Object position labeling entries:

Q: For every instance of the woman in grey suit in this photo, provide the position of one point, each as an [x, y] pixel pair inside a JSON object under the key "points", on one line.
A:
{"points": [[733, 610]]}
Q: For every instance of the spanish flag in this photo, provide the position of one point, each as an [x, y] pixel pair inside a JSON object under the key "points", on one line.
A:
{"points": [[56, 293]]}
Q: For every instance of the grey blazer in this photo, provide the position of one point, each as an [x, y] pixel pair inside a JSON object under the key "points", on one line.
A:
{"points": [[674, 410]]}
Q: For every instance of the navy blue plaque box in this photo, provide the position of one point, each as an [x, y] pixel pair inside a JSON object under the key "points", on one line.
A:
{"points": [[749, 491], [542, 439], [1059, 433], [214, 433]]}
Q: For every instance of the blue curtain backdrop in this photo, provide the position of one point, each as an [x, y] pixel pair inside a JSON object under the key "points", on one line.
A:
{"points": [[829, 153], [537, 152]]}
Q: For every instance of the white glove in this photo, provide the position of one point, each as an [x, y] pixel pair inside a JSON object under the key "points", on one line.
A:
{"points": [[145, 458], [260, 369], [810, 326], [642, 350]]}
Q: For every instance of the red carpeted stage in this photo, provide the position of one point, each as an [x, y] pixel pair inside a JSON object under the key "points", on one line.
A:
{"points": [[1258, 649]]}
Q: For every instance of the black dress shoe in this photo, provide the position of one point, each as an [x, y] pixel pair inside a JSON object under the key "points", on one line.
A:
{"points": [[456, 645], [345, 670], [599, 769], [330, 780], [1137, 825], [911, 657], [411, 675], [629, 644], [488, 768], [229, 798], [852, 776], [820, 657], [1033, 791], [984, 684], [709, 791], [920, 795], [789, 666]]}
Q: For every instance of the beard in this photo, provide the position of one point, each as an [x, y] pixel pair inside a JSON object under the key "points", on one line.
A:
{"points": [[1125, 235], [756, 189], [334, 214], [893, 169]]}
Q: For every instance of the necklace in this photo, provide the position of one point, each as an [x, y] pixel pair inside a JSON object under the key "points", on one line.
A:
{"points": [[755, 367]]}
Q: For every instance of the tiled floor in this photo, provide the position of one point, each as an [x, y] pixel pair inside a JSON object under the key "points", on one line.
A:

**WHAT NEEDS TO BE DONE:** Reproduce every one of the records above verbatim, line for line.

**COMPLETE RESPONSE:**
Q: For every instance of the woman in grey suit in this photo, provide the position of one point, each as an [x, y] pixel pair inside a JSON object under the key "points", on one line.
A:
{"points": [[733, 610]]}
Q: For every instance of the spanish flag in this photo, provide the position of one point, each as an [x, y] pixel pair inside a JSON object under the key "points", on one line.
A:
{"points": [[56, 293]]}
Q: For every instance of the grey blazer in this photo, provide the position of one point, each as an [x, y] pixel pair inside a JSON object under the key "points", on one line.
A:
{"points": [[674, 410]]}
Q: For every instance of the navy blue plaque box in this photo, provide the position of one point, each as an [x, y] pixel pair inside a JSON object under the key "points", on one line.
A:
{"points": [[749, 491], [542, 439], [1059, 433], [214, 433]]}
Q: For every instance of the blue curtain backdrop in this photo, provide the position of one point, each as an [x, y] pixel pair inside a JSON object under the key "points", on one line.
A:
{"points": [[829, 153], [537, 152]]}
Q: For every instance of the white glove in this photo, provide the position of one point, each as an [x, y] pixel pair inside a JSON object under the key "points", on one line.
A:
{"points": [[145, 458], [260, 369], [810, 326], [642, 350]]}
Q: For every instance of the red carpeted stage in this photo, provide the position of one point, each as an [x, y] pixel pair inside a JSON object under the key "points", on one line.
A:
{"points": [[1258, 649]]}
Q: For every instance of the black dress shoe in this photo, provide the position of one point, each as an [x, y] pixel pair inside a JSON object under the key "points", on one line.
A:
{"points": [[456, 645], [345, 670], [599, 769], [330, 780], [1137, 825], [911, 657], [411, 675], [629, 644], [488, 768], [229, 798], [852, 776], [820, 657], [1033, 791], [984, 684], [709, 791], [920, 795], [789, 666]]}
Q: For every instance of the beard in this photo, provide the position of one point, each as an [x, y] pixel pair inside a JSON object under the key "points", on one line.
A:
{"points": [[1125, 235], [756, 189], [334, 214], [893, 169]]}
Q: For every instance of the necklace in this photo, provide the position of one point, each as an [x, y] pixel pair inside a JSON object under the key "points", on one line.
A:
{"points": [[755, 367]]}
Q: For every instance of the tiled floor in this photo, provide the position of one point, each as an [x, y] pixel pair inside a JSON object under the key "points", on one line.
A:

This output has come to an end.